■ SET PROBLEM
Exclude the pictures and return every line exactly as written.

■ MATERIAL PROVIDED

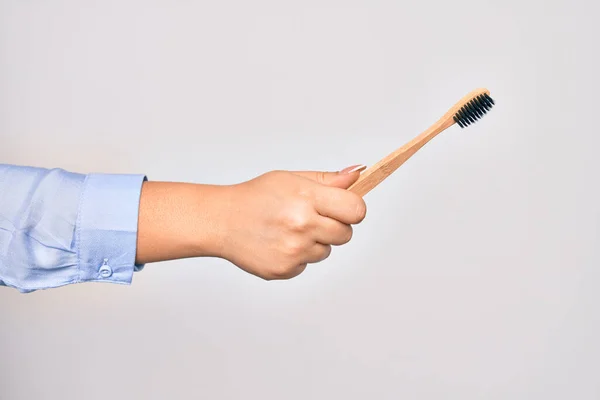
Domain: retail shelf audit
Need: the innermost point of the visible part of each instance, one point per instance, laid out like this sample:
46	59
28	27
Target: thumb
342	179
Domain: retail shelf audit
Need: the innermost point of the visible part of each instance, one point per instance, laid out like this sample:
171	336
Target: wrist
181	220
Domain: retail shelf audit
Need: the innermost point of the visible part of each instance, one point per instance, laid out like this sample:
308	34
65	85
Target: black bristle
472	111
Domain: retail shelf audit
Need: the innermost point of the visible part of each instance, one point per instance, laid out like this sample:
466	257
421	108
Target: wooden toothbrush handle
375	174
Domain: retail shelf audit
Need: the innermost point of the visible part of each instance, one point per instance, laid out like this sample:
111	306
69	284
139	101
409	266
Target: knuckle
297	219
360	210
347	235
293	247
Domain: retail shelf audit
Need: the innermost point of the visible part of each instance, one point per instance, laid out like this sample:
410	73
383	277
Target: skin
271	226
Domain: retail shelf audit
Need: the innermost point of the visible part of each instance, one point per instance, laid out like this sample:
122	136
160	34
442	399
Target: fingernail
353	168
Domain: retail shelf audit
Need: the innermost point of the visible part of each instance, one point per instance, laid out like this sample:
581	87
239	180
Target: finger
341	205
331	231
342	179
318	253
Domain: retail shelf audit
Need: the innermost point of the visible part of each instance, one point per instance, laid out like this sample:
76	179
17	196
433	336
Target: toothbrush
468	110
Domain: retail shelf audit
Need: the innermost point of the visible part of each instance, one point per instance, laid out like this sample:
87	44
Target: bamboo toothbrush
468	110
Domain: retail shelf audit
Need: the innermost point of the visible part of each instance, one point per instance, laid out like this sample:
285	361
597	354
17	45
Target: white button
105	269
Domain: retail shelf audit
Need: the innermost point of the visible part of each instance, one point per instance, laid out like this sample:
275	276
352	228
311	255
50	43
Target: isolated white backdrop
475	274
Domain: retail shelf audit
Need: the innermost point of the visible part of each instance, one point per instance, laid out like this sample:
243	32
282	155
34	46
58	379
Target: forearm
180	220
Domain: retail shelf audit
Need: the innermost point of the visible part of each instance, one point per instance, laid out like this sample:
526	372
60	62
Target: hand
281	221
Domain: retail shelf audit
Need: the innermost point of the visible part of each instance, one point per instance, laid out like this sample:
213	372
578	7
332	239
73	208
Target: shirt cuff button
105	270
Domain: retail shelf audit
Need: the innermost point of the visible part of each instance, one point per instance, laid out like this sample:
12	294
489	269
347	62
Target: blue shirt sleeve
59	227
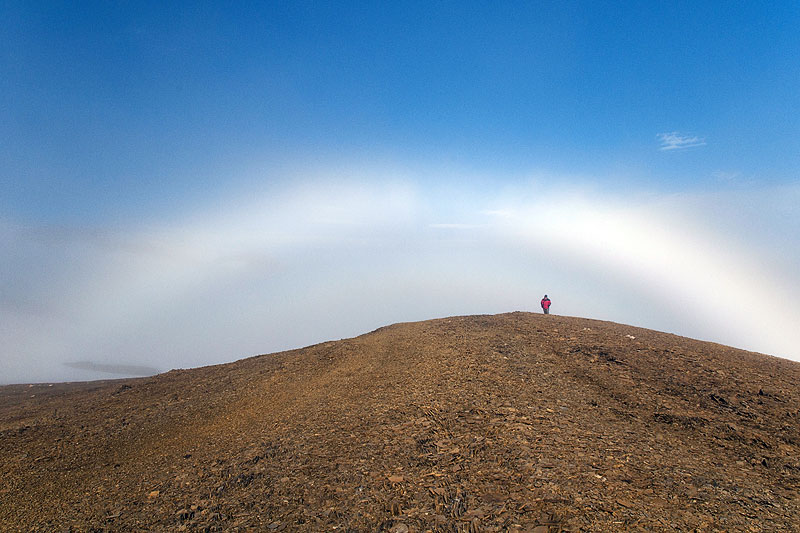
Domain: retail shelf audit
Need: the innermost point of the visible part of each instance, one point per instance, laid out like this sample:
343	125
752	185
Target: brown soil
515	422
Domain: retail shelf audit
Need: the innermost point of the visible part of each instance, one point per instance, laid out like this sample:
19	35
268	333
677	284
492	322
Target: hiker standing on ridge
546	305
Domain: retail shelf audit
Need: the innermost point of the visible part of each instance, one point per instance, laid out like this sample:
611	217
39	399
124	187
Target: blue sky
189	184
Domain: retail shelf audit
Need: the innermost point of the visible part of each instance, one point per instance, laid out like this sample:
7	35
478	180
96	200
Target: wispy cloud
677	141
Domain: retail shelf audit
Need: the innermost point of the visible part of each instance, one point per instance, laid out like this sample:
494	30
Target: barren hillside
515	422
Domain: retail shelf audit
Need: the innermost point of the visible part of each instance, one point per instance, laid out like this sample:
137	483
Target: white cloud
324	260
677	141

■ THE REPLY
Domain: retail shelf audit
Need: the innermost point of the visible part of each instance, one point per instance, laid out like this sample:
46	59
28	27
Target: thumb
342	179
Domain: retail shelf audit
Need: the innermost point of the visible part of each instance, one point per instance, laid out like this sample:
171	336
Target: wrist
181	220
Domain: retail shelf audit
Need: the innermost point of the visible part of each instance, one point per instance, laid out like this sample:
308	34
65	85
Target: black bristle
472	111
Domain: retail shelf audit
Need: the innermost point of the visible part of each instance, one point per instance, laid out like this sample:
466	257
421	108
Target: wooden toothbrush handle
375	174
Domain: retail shelf audit
Need: the innermost point of the visible part of each instance, one point per instance, laid out like this sample:
111	306
69	284
139	101
409	266
Target: knuckle
297	219
360	210
347	235
293	247
Domain: retail shelf audit
Need: the innermost point of the visible part of each instance, one point per instance, laid out like this sample:
410	73
383	277
Target: skin
271	226
Domain: retail shelf audit
Need: the innermost point of the visible part of each instance, one point per instance, laid out like this sample:
122	136
160	34
442	399
Target: fingernail
353	168
Domain: retail shelf audit
Need: the innermost point of the visible part of each instance, one point per instance, laid out like this sample:
581	87
239	180
Target: finger
341	205
331	231
342	179
318	253
Domain: retail shelf audit
Need: the innermost point of the visible part of each instance, one point per instance, laid out like this sample:
76	179
17	196
433	336
Target: toothbrush
468	110
Domain: retail shelf audit
Need: the innermost point of the visible part of each instance, one point per instance, laid out like this sample:
87	44
Target: bamboo toothbrush
468	110
Domain: retail shelf audit
Need: the innermost point of the visible part of each instance, one point per instance, laid out like this sample:
285	361
597	354
17	45
Target: white button
105	269
Domain: retail shelf audit
Need: the innermost point of the visible part of each instance, one point per instance, laid out like this sample:
275	276
352	228
311	255
50	43
Target: isolated white backdrop
475	274
Domain: retail shelf audit
Need: the innermost point of the visible part of each instance, one point per instance, laid out like this sample:
243	32
282	155
34	46
58	379
Target: forearm
180	220
Domain: retail shelf audit
Need: the innermost point of the visible part of each instance, one point per instance, laid out like this sample:
526	372
60	62
Target: hand
281	221
Domain: retail shelf audit
Need: the innermost point of the visible part of each instance, one point per instance, laid out like this sample:
213	372
578	7
332	239
73	208
Target: shirt cuff button
105	270
Domain: retail shelf audit
Need: the innermost point of the visible part of each instance, one point per instance, laid out like this sample:
12	294
489	269
347	62
Target: blue shirt sleeve
59	227
Domain: retail shelf audit
Need: the innermost point of the visible part of each instance, one point per instance, laid out like this sample:
343	125
752	185
Target: brown soil
515	422
Domain: retail shelf audit
Need: the innermost point of the visible part of each instance, one point per instance, laid out like this sample:
19	35
268	333
677	284
492	322
Target: hiker standing on ridge
546	305
Domain: retail shelf audit
Need: the innermost point of the visible part of each instance, one point per instance, laid out like this sample:
611	217
39	399
124	187
Target: blue sky
189	184
Domain: retail shelf audit
Need: the innermost point of the visible part of each instance, one point per instance, laid out like this sample:
7	35
478	180
96	200
Target: wispy cloud
677	141
Domain: retail shelf audit
Need: the innermost point of the visible part of each instance, one point per instance, laid out like this sample:
494	30
Target: barren hillside
515	422
Domain: retail shelf audit
Need: the innermost point of the visible part of each instance, one point per instance, laid out like this sample:
137	483
Target: white cloud
324	260
677	141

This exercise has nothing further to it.